(Region pointing data)
*** Begin section ***
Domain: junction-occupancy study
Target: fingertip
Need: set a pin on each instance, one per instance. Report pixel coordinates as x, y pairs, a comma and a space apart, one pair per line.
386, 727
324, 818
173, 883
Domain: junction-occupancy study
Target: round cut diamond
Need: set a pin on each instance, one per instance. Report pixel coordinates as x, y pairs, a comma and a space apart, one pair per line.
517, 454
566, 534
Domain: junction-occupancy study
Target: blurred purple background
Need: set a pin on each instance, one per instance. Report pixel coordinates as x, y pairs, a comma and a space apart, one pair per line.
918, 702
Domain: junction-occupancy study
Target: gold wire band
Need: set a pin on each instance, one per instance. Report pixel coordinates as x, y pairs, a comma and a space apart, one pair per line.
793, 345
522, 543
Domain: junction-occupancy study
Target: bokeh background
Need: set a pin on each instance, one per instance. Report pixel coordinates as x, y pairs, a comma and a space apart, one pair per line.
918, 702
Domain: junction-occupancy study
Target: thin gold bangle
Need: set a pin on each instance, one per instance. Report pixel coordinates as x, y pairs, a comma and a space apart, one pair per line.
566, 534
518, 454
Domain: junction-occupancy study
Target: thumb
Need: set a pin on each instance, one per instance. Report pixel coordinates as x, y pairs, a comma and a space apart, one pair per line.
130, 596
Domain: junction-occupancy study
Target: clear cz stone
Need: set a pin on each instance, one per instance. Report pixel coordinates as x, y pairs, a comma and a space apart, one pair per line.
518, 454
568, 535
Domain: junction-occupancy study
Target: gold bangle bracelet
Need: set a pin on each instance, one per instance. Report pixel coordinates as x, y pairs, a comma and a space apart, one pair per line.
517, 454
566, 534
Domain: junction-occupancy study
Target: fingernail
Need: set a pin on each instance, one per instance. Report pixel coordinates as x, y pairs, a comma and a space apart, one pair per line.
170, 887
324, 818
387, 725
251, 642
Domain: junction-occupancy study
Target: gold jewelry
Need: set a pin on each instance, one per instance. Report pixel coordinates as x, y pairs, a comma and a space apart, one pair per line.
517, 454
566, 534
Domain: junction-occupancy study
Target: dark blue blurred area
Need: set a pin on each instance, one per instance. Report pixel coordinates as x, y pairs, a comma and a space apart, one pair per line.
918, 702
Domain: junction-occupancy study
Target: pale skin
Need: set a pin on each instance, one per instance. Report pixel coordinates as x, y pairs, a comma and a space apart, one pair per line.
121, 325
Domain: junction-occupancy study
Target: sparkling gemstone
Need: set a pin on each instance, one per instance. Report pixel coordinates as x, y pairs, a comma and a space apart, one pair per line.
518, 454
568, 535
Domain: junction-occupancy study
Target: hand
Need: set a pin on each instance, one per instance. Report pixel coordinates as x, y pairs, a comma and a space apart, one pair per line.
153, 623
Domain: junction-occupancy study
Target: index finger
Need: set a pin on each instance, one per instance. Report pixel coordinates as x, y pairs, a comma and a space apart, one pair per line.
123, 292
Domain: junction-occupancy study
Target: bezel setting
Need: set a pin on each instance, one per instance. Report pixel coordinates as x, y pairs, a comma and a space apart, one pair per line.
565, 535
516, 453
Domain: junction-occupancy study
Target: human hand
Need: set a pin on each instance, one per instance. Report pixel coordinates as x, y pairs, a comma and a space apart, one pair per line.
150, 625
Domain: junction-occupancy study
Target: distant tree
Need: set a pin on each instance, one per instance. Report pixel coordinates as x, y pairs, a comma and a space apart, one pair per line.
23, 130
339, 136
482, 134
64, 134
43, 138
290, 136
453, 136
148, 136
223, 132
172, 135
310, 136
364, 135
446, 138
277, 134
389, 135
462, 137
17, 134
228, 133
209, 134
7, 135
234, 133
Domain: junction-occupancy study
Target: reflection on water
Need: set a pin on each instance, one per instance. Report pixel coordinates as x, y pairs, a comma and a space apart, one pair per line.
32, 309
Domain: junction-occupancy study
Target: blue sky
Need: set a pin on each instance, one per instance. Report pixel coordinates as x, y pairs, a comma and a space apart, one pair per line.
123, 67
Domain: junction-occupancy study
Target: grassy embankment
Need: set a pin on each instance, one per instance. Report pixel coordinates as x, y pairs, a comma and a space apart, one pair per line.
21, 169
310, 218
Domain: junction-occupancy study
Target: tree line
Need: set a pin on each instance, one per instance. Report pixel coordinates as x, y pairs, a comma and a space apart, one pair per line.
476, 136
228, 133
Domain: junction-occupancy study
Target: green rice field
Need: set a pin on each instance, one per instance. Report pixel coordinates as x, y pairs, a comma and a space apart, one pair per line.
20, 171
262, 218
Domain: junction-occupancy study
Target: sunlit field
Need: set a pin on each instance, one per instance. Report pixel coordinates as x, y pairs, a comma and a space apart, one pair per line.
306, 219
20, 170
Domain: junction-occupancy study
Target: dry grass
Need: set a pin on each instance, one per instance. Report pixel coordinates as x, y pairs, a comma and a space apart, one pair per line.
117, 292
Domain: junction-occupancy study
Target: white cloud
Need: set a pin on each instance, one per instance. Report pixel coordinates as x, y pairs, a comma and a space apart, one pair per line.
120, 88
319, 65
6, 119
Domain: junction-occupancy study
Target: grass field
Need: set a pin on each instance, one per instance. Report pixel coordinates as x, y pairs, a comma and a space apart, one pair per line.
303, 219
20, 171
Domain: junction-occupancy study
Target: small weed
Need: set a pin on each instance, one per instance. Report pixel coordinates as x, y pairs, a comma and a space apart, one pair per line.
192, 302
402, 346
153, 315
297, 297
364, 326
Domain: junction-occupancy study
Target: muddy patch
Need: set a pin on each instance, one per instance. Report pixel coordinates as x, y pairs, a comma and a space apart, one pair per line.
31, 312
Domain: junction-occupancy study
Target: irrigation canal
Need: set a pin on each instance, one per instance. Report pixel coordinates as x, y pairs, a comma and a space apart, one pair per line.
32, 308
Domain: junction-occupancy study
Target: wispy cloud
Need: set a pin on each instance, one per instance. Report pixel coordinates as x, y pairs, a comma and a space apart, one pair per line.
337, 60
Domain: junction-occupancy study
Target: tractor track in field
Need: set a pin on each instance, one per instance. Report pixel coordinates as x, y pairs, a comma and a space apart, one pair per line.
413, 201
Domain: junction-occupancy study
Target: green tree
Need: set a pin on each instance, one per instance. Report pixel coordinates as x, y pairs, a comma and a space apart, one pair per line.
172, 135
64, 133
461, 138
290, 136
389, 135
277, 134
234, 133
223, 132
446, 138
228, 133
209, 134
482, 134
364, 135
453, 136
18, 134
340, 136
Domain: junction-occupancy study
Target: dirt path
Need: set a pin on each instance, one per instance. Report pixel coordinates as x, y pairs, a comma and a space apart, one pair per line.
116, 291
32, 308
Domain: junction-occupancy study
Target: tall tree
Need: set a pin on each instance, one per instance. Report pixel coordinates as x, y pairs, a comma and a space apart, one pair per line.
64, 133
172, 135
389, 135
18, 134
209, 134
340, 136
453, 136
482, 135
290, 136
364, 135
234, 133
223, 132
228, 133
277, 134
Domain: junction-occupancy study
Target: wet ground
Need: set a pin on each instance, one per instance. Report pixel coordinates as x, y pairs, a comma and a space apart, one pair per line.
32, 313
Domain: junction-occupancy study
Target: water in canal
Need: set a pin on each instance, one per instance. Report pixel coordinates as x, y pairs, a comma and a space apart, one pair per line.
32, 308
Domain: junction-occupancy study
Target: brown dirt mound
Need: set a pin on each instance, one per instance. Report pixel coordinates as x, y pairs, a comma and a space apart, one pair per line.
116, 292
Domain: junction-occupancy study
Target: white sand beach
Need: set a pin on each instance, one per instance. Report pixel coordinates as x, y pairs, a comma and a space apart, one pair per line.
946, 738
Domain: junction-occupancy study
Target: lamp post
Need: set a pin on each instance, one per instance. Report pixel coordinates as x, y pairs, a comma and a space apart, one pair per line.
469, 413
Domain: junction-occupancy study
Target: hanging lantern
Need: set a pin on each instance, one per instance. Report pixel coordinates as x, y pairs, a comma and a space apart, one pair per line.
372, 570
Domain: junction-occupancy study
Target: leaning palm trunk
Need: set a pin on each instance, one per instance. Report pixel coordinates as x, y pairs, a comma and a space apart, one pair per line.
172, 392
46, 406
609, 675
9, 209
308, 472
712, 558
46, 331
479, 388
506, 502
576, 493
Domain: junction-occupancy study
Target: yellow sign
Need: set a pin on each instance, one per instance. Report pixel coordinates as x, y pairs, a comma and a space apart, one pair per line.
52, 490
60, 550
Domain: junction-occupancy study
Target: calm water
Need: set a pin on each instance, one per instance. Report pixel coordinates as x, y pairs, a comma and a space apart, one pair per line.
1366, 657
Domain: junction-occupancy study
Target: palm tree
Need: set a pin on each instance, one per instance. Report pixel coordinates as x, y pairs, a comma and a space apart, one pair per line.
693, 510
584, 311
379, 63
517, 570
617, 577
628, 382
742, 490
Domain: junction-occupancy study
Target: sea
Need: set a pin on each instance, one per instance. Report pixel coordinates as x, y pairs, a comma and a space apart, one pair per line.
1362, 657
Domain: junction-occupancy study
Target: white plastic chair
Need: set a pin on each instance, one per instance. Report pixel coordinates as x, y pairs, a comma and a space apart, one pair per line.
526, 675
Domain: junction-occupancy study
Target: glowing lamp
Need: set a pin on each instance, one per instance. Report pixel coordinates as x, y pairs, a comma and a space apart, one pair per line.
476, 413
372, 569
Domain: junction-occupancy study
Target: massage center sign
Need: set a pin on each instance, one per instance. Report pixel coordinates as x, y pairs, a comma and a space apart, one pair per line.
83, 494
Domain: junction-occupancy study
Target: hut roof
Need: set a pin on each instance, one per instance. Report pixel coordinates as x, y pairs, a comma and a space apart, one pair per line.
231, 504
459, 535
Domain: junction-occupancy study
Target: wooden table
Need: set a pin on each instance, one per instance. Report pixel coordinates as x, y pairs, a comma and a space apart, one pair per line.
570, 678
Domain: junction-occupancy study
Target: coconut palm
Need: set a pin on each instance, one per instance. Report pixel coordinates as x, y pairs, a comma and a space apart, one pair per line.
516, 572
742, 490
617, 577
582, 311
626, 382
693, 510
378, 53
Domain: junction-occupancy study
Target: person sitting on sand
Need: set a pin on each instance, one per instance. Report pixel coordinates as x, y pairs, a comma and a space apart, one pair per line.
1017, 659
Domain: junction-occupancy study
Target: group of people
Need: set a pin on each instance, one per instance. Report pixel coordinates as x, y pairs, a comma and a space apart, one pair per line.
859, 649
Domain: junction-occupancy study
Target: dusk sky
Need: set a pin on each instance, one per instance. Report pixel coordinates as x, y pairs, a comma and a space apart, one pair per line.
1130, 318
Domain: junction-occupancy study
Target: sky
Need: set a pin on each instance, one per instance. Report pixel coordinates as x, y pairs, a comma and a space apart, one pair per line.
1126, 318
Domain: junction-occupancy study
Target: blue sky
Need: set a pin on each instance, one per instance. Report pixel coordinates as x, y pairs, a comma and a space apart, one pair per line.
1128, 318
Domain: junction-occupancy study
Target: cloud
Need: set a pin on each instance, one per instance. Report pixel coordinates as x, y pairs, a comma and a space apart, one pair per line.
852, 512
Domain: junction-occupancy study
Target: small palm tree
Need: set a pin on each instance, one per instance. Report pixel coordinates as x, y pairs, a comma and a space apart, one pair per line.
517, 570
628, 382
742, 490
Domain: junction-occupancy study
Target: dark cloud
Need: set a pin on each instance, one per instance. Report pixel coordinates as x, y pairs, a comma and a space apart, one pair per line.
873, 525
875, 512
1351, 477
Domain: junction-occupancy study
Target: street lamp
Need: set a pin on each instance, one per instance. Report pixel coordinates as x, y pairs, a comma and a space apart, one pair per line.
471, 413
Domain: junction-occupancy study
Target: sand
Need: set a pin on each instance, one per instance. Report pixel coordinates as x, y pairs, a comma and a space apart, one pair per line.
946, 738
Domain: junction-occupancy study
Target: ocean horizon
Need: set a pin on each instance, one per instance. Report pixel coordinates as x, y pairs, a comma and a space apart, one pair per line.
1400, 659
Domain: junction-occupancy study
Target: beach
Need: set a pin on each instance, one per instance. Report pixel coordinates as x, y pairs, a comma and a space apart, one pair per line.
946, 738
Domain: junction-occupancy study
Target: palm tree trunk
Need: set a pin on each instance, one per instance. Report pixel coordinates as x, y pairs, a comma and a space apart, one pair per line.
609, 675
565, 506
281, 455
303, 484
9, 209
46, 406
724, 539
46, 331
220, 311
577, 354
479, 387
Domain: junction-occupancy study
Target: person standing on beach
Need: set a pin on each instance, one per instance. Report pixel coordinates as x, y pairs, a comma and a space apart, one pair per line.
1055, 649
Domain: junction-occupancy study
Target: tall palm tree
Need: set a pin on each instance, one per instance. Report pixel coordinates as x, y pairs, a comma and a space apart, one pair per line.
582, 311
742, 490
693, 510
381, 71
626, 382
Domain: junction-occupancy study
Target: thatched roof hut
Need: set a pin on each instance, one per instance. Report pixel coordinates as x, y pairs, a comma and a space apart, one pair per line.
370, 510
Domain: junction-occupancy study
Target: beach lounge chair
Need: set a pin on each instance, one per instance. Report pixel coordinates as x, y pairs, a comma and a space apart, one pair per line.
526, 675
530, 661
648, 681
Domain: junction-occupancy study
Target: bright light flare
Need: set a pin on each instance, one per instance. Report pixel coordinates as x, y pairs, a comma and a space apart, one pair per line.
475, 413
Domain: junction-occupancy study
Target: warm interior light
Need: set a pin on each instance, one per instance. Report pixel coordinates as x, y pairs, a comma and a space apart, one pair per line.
*** End section ***
## GOAL OF THE EXERCISE
From the entries above, give again exactly the lines running from the line with "Target: sky" to the line with "Target: sand"; include both of those lines.

## EXERCISE ANSWER
Target: sky
Need: set a pin on each instance, one per instance. Report pixel coordinates as x, y pairs, a comma and a space apart, one pair per line.
1126, 318
Domain: junction-occupancy study
Target: blue sky
Need: set a pin on each instance, one per instance. Report pixel coordinates as x, y pairs, a comma and a space apart, one pair per line.
1128, 318
Domain: junction-occupancy study
Target: cloud
Need: set a pin on each instance, one per instance. Report pixel coordinates as x, y pairs, a comma and a space apart, one pair per line.
852, 512
Domain: junction-occupancy study
Target: small palm tree
Need: set a pin on each instance, one per instance. Report pixel coordinates as x, y pairs, a comma and a space apart, one pair per line.
517, 570
628, 382
742, 490
Domain: junction-occupancy study
Target: dark cloud
Need: set a pin on each instance, one per instance. Report pixel coordinates as x, y pairs, a comma and a space apart, one pair per line.
873, 525
875, 512
1351, 477
Domain: junction-occupancy study
Target: street lamp
Need: set a pin on each instance, one per instance. Report pixel coordinates as x, y pairs, a comma and a space apart, one pair per line.
471, 413
Domain: junction-occupancy study
Target: sand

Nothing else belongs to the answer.